## Problem to solve
Every entry below needs to be repeated exactly as written.

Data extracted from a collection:
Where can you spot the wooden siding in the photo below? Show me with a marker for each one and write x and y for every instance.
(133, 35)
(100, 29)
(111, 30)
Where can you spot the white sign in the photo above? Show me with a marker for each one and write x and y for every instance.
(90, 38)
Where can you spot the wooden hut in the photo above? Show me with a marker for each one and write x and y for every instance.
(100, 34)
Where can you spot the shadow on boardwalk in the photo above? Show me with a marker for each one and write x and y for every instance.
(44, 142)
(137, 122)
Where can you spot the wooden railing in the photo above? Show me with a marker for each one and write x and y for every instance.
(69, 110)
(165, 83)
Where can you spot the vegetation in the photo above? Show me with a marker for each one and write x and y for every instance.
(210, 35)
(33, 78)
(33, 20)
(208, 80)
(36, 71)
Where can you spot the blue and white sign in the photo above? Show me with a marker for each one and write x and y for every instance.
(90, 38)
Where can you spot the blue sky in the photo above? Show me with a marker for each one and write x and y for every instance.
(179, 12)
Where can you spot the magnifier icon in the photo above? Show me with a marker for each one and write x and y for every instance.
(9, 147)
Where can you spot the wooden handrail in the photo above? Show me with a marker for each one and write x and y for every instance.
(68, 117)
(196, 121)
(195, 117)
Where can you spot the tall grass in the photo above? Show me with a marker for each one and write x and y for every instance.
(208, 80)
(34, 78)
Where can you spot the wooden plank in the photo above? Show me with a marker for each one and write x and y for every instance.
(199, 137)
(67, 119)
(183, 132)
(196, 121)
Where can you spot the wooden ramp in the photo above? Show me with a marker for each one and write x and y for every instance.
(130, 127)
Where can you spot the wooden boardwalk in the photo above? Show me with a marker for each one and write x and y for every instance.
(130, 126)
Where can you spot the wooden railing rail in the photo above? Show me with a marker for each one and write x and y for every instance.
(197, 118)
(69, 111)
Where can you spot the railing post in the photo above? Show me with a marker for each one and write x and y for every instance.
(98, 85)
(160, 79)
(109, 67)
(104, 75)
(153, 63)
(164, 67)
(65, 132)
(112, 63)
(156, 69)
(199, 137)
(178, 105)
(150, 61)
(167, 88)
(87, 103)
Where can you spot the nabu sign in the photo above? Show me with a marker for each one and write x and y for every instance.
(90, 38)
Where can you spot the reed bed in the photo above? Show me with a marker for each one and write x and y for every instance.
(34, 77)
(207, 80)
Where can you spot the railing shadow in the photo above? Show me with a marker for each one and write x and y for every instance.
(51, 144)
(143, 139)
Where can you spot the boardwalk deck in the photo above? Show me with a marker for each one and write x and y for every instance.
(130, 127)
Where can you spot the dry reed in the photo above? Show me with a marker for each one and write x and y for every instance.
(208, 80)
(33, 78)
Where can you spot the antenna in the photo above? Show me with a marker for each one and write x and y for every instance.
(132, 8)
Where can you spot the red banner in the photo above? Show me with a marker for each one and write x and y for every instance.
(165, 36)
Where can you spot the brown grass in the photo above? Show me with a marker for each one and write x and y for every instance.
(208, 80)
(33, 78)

## Result below
Where can you spot the wooden siding in the photo below? Show me with a marker for each one and write x and y for every instance.
(133, 35)
(100, 29)
(111, 30)
Where can you spot the white sign in the photo above? Show me with a marker for each one and write x and y for every instance.
(90, 38)
Where can you spot the wooden hut in the photo above? Show me with a marker for each one and write x and y for every instance.
(100, 34)
Where can you spot the shadow on boardwalk in the photo above? Show me with a marker for each one and write x and y for every instance.
(44, 142)
(137, 122)
Where can you spot the wooden railing in the photo above? Show me with a marker for each one and write x and y for every instance.
(69, 110)
(165, 83)
Where can you spot the vegetation in the photo above? Show me with a marker for each one and write x and y for every instance.
(210, 35)
(33, 78)
(33, 20)
(208, 80)
(36, 71)
Where can you spot the blue and white sign in the photo above? Show me with a marker for each one and write x and y for every instance.
(90, 38)
Where can you spot the blue sky in the photo above? Show me with a marker for each one and write x and y for every instance.
(179, 12)
Where can you spot the magnifier icon in the photo above? Show me with a marker for each one and write x and y for every instance.
(9, 147)
Where can you spot the wooden handrail in the photo above? Show me with a marker for each one and write x and y for every instance.
(68, 117)
(196, 121)
(195, 117)
Where can you spot the tall grass in the photo above? Show me with a marker for each one and write x and y for every instance.
(208, 80)
(34, 78)
Where can you spot the wooden plank in the photo above? Show me with a marker for each one and write x and y for every instance.
(199, 137)
(67, 119)
(183, 132)
(196, 121)
Where can you spot the wooden ramp in the photo above? Show me with a marker for each one and write x and y for every instance.
(130, 127)
Where can you spot the wooden boardwalk in the photo above? Show me with a marker for each one and write x and y for every instance.
(130, 126)
Where can you spot the wooden railing rail in the photo above? Show me with a marker for each one and write x and y for every instance.
(197, 118)
(69, 111)
Where can you spot the railing post in the photo above? Show me with a marker for each one and write x and y for every instance.
(98, 85)
(160, 79)
(109, 67)
(104, 75)
(153, 63)
(164, 67)
(65, 132)
(112, 63)
(156, 69)
(199, 137)
(178, 105)
(150, 61)
(167, 88)
(87, 103)
Where can you spot the nabu sign in the photo above? Show me with a marker for each one and write x and y for every instance.
(90, 38)
Where can you spot the reed bed in the photo above? Show me with a marker for each one and write x and y for every instance.
(34, 77)
(207, 80)
Where can you spot the railing shadow in the photo above? Show me with a marker for each one and write x and y for every instance.
(51, 144)
(143, 139)
Where can you spot the boardwalk deck in the photo above? Show me with a marker for each one and write x and y for every instance.
(130, 127)
Where can you spot the dry reed in the photo above? Show me with a marker for each one and write x and y for every instance.
(208, 80)
(33, 78)
Where can you spot the antenna in the photo above? Show me with a marker for each one and write x and y for every instance.
(132, 8)
Where can you spot the red banner in the photo above? Show me with a marker for each one and write x and y for every instance.
(165, 36)
Where can you spot the brown grass in the photo above? Show me with a marker for each one and write x and y for every instance.
(208, 80)
(33, 78)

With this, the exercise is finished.